BMO declined to reply on Twitter about the matter and instead opted to request I provide some contact details so they could go off-the-record to explain why they have such a lousy password policy.

If you're looking for a major bank in Canada that likely has better online banking security, go for TD or someone else that has taken the time to upgrade their banking services to work in the 21st Century.

Tuesday, 1 December 2015

Internet Identity, Threat Intelligence, and a need for cooperation

As I wrote a few weeks ago, a company called Internet Identity based out of Tacoma, WA decided to engage with me by requesting that information be taken down from Canary. I had considered the matter dropped after having written that entry, but it appears that I had hit a nerve with someone at their organization and received a rather patronizing e-mail earlier today:

Subject: Canary.pw - Credential Gathering and Public Distribution
Date: 2015-12-01 8:52
From: Chris Sills <chris.sills@mail.internetidentity.com>
To: Colin Keigher <colin@keigher.ca>

Hello Colin,

My name is Christopher Sills and I’m an Operations Manager over at IID
and I wanted to reach out to you and discuss the various ways your data
from Canary.pw could be abused.

I fully understand that you’re attempting to create some form of 0-day
search engine for compromised credentials and ideally you would want
major corporations signed up for your platform and attempting to recover
data leaked in dumps you present, however, even that doesn’t do much
to protect the innocent users compromised in your data.

Your service, Canary.pw, can be used as a storefront for distributing
stolen credentials. The only thing a criminal would have to do is submit
samples of their stolen credentials to you, wait for you to host them
and then point prospective buyers to you so they may verify.

*Recorded data*

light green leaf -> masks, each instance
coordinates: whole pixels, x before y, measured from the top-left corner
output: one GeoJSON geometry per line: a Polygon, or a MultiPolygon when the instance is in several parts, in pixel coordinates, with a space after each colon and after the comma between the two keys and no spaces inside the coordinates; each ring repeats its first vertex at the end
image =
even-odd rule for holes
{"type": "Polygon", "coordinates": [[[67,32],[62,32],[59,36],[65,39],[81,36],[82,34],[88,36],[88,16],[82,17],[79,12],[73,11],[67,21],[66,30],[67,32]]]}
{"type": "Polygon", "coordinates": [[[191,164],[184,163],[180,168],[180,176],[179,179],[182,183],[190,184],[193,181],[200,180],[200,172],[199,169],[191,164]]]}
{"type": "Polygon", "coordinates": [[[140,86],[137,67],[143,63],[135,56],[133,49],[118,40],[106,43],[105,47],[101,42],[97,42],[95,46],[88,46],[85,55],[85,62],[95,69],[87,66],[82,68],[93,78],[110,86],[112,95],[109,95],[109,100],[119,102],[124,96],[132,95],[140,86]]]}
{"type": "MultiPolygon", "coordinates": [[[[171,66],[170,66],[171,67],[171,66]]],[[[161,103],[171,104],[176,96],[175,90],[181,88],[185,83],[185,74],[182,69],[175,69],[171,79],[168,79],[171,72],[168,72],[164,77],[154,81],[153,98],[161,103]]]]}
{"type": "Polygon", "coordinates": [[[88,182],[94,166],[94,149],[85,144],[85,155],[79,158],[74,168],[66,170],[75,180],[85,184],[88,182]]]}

*Tasks to complete*
1. Rewrite the blog post from "Subject: Canary.pw - Credential" to "could be abused.", changing "Operations Manager" to "Account Manager".
2. According to the blog post, where is Internet Identity based?
Rely solely on the blog post when responding.

*Outputs*
1.
Subject: Canary.pw - Credential Gathering and Public Distribution
Date: 2015-12-01 8:52
From: Chris Sills <chris.sills@mail.internetidentity.com>
To: Colin Keigher <colin@keigher.ca>

Hello Colin,

My name is Christopher Sills and I’m an Account Manager over at IID
and I wanted to reach out to you and discuss the various ways your data
from Canary.pw could be abused.

2. Tacoma, WA